PROBLEM
Given the records that follow, return each one verbatim.

RECORDS PROVIDED
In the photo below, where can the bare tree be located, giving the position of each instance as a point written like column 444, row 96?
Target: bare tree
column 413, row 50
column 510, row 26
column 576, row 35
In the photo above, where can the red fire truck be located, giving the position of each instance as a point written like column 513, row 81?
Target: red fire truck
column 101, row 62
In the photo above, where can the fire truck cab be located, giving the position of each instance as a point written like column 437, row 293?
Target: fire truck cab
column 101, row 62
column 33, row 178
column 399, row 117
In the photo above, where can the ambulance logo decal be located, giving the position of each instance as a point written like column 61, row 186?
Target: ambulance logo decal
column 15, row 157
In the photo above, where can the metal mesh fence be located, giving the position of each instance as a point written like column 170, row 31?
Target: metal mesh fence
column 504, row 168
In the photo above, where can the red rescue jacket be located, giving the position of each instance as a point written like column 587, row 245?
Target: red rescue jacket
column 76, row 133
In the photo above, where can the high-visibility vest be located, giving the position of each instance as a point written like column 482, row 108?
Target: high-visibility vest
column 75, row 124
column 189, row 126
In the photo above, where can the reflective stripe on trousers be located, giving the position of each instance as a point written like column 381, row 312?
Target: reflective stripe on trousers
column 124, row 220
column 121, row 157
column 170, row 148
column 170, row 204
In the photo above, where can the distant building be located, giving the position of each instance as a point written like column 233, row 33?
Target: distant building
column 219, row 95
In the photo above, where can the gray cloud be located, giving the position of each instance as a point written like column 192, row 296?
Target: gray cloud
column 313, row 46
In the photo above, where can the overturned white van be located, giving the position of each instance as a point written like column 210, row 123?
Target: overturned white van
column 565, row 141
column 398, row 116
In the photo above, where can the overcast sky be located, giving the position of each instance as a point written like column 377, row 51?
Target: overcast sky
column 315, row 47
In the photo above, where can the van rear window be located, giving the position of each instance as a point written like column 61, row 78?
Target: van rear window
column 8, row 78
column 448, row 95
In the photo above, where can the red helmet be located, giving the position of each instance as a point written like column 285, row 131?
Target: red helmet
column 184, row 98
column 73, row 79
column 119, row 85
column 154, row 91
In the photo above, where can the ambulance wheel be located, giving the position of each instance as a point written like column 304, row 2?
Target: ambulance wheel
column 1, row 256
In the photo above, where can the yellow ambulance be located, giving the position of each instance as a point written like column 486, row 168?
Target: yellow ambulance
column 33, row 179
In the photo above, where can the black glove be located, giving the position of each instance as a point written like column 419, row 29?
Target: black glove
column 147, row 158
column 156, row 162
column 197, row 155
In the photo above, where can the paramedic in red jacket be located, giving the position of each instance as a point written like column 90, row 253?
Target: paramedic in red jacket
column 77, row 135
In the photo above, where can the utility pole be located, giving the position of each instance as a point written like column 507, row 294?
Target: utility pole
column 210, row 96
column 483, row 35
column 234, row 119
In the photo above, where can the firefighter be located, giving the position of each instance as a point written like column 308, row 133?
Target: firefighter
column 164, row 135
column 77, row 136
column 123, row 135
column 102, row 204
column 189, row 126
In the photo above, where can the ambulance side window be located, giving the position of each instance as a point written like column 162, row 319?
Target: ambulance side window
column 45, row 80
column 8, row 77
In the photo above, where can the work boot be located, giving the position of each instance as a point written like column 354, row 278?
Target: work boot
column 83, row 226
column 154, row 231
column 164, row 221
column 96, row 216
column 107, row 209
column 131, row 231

EXPECTED ANSWER
In the photo below, where can the bare tree be located, giving the position of each instance as a point written like column 444, row 96?
Target: bare tree
column 413, row 50
column 510, row 26
column 576, row 35
In the photo above, where can the red fire truck be located, giving the position of each instance as a point written like column 513, row 81?
Target: red fire truck
column 101, row 62
In the photo above, where can the fire truck cab be located, giving the position of each instance as a point written like column 437, row 293?
Target: fire truck cab
column 101, row 62
column 33, row 178
column 399, row 117
In the photo above, where can the ambulance logo decal be located, giving the position of each instance as a point written like column 61, row 186?
Target: ambulance logo decal
column 15, row 157
In the photo above, where can the metal mesh fence be located, giving the position of each instance as a point written like column 170, row 31?
Target: metal mesh fence
column 504, row 168
In the photo above, where can the red rescue jacket be located, giving the position of each instance as a point written like column 587, row 245?
Target: red rescue jacket
column 76, row 133
In the photo above, where can the high-visibility vest be located, giving the position of each instance as a point written like column 482, row 108?
Target: high-visibility vest
column 75, row 124
column 189, row 126
In the photo above, where can the reflective stripe on trousers be located, giving the position of each instance as a point written like column 381, row 312?
Target: reflective stripe on trousers
column 124, row 220
column 121, row 157
column 170, row 148
column 170, row 204
In the photo above, where can the distant building be located, giving the position of each instance as a point written like column 233, row 33?
Target: distant building
column 219, row 95
In the photo above, where can the gray cloud be located, giving the position of each instance as a point written like column 192, row 296?
Target: gray cloud
column 313, row 46
In the photo above, where can the overturned white van be located, giving the position of each instance as a point written like column 210, row 123?
Target: overturned white van
column 565, row 141
column 398, row 116
In the photo above, where can the overcast sky be located, giving the position of each instance as a point written like column 377, row 51?
Target: overcast sky
column 315, row 47
In the photo above, where can the van rear window be located, giving the position of each instance as a point written like column 61, row 78?
Target: van rear window
column 8, row 78
column 448, row 95
In the photo above, where can the red helmet be located, giving the position of each instance as a point written like column 285, row 131?
Target: red helmet
column 184, row 98
column 73, row 79
column 119, row 85
column 154, row 91
In the photo above, where can the ambulance wheel be located, giving the position of each instance as a point written like column 304, row 2?
Target: ambulance wheel
column 1, row 256
In the photo above, where can the yellow ambulance be located, giving the position of each instance as a point written like column 486, row 168?
Target: yellow ambulance
column 33, row 179
In the photo above, where can the black glove be located, giving the position of each instance as a point written like column 419, row 29?
Target: black glove
column 147, row 158
column 156, row 162
column 197, row 155
In the photo above, where can the paramedic in red jacket be located, giving the position of each instance as a point written like column 90, row 253?
Target: paramedic in red jacket
column 77, row 135
In the photo above, where can the utility pole be located, giving the position of each instance as a point written like column 507, row 294?
Target: utility pole
column 210, row 96
column 483, row 35
column 234, row 119
In the photo above, where can the firefighter be located, giving the position of each instance as a point written like column 308, row 133?
Target: firefighter
column 164, row 135
column 77, row 136
column 123, row 135
column 102, row 204
column 189, row 126
In the photo above, where can the ambulance side window be located, giving the position of each instance as a point written like column 162, row 319?
Target: ambulance side window
column 45, row 80
column 8, row 77
In the photo above, where can the work boot be located, giving the position of each instance as a point written like column 354, row 278?
Target: work boot
column 83, row 226
column 154, row 231
column 164, row 221
column 96, row 216
column 107, row 209
column 131, row 231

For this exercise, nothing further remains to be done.